→ **Written task**
Give all the lines below again, exactly, with no pictures.

→ **Material**
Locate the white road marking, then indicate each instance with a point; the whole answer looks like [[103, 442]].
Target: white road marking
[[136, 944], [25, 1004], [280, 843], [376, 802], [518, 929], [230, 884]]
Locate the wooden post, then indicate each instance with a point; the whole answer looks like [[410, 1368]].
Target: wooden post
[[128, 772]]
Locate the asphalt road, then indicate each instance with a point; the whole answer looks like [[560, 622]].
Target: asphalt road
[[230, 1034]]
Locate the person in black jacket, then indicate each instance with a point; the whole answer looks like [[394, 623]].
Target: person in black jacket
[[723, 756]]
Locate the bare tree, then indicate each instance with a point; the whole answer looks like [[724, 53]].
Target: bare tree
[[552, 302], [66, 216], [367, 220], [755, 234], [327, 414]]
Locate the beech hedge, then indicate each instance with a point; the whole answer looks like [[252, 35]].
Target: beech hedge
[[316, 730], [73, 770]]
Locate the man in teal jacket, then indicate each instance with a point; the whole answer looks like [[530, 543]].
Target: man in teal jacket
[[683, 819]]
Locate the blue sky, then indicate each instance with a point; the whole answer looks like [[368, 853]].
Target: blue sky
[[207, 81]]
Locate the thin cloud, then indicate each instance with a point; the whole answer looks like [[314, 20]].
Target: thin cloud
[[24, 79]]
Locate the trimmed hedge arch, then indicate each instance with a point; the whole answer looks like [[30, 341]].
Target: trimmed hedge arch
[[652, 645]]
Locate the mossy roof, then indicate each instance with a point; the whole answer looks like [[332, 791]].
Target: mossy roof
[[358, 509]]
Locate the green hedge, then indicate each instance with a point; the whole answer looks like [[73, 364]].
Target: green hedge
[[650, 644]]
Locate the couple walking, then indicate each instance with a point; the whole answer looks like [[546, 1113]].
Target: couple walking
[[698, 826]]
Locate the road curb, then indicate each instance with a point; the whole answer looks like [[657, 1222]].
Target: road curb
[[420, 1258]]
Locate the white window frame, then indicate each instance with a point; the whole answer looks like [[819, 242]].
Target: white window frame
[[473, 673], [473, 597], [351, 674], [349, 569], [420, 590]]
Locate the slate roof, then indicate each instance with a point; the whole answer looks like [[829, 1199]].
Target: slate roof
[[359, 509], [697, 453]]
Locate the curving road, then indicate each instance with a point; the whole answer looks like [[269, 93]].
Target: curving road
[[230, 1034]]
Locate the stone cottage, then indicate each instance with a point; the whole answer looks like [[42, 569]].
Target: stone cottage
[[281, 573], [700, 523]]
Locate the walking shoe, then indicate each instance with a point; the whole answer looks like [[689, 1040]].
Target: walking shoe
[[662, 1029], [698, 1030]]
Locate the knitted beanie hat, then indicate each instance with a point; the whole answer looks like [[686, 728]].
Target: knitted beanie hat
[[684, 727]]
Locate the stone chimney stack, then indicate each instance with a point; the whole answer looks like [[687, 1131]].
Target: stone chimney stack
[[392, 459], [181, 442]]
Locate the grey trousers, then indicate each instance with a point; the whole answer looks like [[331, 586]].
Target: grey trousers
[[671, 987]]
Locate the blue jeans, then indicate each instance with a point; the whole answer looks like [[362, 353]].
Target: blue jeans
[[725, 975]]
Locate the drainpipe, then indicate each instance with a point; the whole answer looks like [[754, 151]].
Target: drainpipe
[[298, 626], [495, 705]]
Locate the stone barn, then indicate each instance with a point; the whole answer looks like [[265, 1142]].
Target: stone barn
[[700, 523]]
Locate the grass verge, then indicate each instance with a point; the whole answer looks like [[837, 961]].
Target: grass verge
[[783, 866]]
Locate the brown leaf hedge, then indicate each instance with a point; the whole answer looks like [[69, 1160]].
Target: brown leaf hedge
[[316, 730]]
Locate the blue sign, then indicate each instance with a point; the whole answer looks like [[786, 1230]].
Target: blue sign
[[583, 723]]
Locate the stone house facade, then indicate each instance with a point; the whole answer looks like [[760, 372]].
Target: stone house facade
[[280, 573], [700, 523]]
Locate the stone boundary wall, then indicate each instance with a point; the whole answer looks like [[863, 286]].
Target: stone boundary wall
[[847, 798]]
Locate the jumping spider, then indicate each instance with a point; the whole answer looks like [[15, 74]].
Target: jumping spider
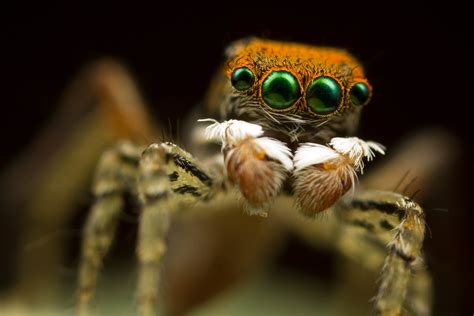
[[278, 121]]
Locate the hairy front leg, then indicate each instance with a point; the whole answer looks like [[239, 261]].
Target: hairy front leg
[[379, 222], [169, 179], [115, 175]]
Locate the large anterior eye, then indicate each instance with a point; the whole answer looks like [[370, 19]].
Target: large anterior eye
[[360, 94], [280, 90], [323, 95], [242, 78]]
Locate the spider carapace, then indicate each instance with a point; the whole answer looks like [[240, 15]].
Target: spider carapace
[[284, 117]]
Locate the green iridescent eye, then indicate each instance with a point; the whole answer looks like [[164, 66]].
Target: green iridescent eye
[[280, 90], [242, 78], [323, 95], [360, 94]]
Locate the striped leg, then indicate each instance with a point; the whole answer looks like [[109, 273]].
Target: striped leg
[[388, 222], [168, 176], [116, 173]]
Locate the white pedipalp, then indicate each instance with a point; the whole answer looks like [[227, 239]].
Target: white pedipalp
[[310, 154], [231, 132], [356, 149]]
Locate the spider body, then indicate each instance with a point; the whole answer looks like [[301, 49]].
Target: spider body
[[283, 118]]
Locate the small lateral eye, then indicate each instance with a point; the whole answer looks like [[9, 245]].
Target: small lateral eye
[[280, 90], [323, 95], [360, 94], [242, 78]]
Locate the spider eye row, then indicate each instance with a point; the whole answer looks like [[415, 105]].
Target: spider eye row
[[280, 90]]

→ **Result of this exercise**
Locate the white road marking, then indicate each instance with a point; the whole answer looks like [[103, 442]].
Target: white road marking
[[136, 944], [25, 1004], [280, 843], [376, 802], [518, 929], [230, 884]]
Locate the wooden post, then indicate each instance with a point; the whole answer looks like [[410, 1368]].
Target: wooden post
[[128, 772]]
Locate the asphalt road, then indicate each instance with a point; the whole answer looks like [[560, 622]].
Target: asphalt road
[[230, 1034]]
Locate the person in black jacket, then indicate each instance with a point; the whole answer looks like [[394, 623]].
Target: person in black jacket
[[723, 756]]
Locate the bare tree, then indicate each instance with a point; the whole answer looks like [[724, 53]].
Target: bare tree
[[552, 302], [66, 216], [367, 220], [755, 234], [327, 414]]
Locate the beech hedge, then indicate each instance with a point; the whole answer looks like [[252, 35]].
Target: beech hedge
[[316, 730], [73, 770]]
Locate the man in teal jacket, then indicate each instance with a point; the whole answer looks like [[530, 543]].
Target: man in teal jacket
[[683, 819]]
Locate the blue sky, then indicate each instance with a point; the whole answer looks like [[368, 853]].
Target: blue sky
[[207, 81]]
Locate the thin cloud, then indicate each instance with a point; the whole answer looks like [[314, 20]].
Target: thin cloud
[[24, 79]]
Locate the trimmed hedge arch, then indicate each instance with a point; the whole answer looks like [[30, 341]].
Target: trimmed hedge arch
[[652, 645]]
Locate the mossy roof, then indicate each instance with a point; the whole answer looks like [[332, 791]].
Target: mossy roof
[[358, 509]]
Locate the green hedge, then indicate each instance with a point; the whole answer looks like [[73, 364]].
Target: green hedge
[[650, 644]]
Locate the couple walking, then indicate each instance with a point; the whole answer looks like [[546, 1113]].
Target: couple walking
[[698, 826]]
Locate the road curb, then indicate each instance with a point; the whole answer looks like [[657, 1222]].
Target: road curb
[[420, 1258]]
Locate the white window frame, then indicate each instance with a point; the whole answer looks like [[819, 242]].
Target: white window frame
[[473, 673], [473, 597], [351, 674], [349, 569], [420, 590]]
Locate the slate roof, then indicate each instance with a point; the whole answer looks like [[829, 1199]].
Target: slate roof
[[359, 509], [697, 453]]
Locate the curving road, then indicate each instance with a point; the whole answer looks like [[269, 93]].
Target: curving road
[[230, 1034]]
Locate the stone cottage, then indicate each instance with a point; the whole answer looks like [[42, 569]].
Target: stone cottage
[[281, 573], [700, 523]]
Locate the walking shoe, then indicate each instance with a point; the whole answer looks like [[689, 1040]].
Target: walking shoe
[[662, 1029], [698, 1030]]
Locate the knitted beanie hat, then indicate each instance with a point; the whole answer looks like [[686, 728]].
Target: knitted beanie hat
[[684, 727]]
Locate the stone chimney stack, then indicate each instance with a point; the whole answer looks like [[687, 1131]].
Target: stone chimney stack
[[392, 459], [181, 442]]
Locate the grey trousers, then indicate each instance with a point; the whole answer looks like [[331, 586]].
Target: grey trousers
[[671, 987]]
Locate the blue jeans, then indicate each instance with a point; the whole answer looks like [[362, 353]].
Target: blue jeans
[[725, 975]]
Locate the drainpipe, then indicate each instance with a point; the whole answer looks like [[754, 151]].
Target: drainpipe
[[298, 626], [495, 705]]
Locate the stone barn, then indicate each instance with a point; the whole answer looks like [[265, 1142]].
Target: stone barn
[[700, 523]]
Locate the grass verge, then indicate each instance with a point; the whole answer looks like [[837, 961]].
Target: grass verge
[[783, 866]]
Locate the brown leaf hedge, then indicate each instance with a point; the whole answer looks like [[69, 1160]].
Target: brown leaf hedge
[[316, 730]]
Locate the blue sign, then indicate each instance with a point; the whole answer looks like [[786, 1230]].
Target: blue sign
[[583, 723]]
Locate the stone house facade, then indicate each instance with a point; the whole answer looks like [[760, 372]].
Target: stone house facade
[[280, 573], [700, 523]]
Locate the stone boundary wall, then indicate each instance with a point; the whole answer looks like [[863, 286]].
Target: stone boundary wall
[[847, 798]]
Locate the jumping spider, then indicate each instance with a point; the whole answer looks like [[15, 74]].
Target: jumping spider
[[278, 121]]
Locate the hairy front leg, then indicate each instance with a point; the whole answer looks like [[239, 261]].
Target: hairy front leg
[[379, 222], [169, 179], [115, 175]]
Locate the large anterior eye, then indicate each instance with a point; the whole answer looks like [[370, 19]].
Target: large anterior eye
[[360, 94], [280, 90], [323, 95], [242, 78]]
Locate the spider carapace, then indicate each instance with a point; the whole answer looks like [[240, 15]].
Target: spider carapace
[[284, 117]]
Locate the green iridescent eye, then indicate each instance with a point; the whole answer looks like [[164, 66]].
Target: green iridescent eye
[[280, 90], [242, 78], [323, 95], [360, 94]]
Locate the striped leg, then indicate each instance with a point; the whole answer looks like [[109, 273]].
Target: striped leg
[[388, 222], [168, 176], [116, 173]]
Locate the white pedipalp, then indicate each instance with a point; the whole answer looks like [[227, 239]].
Target: white pedipalp
[[310, 154], [231, 132], [356, 149]]
Locate the spider body, then indicate each instance with a point; the whole answer looks like [[301, 49]].
Target: spider body
[[283, 118]]
Locate the small lateral eye, then indicate each instance with a point; the whole answer looks like [[9, 245]].
Target: small lateral eye
[[280, 90], [323, 95], [360, 94], [242, 78]]
Locate the spider eye row, then indicate each instance with a point; the whole answer looks like [[415, 105]].
Target: spider eye row
[[280, 90]]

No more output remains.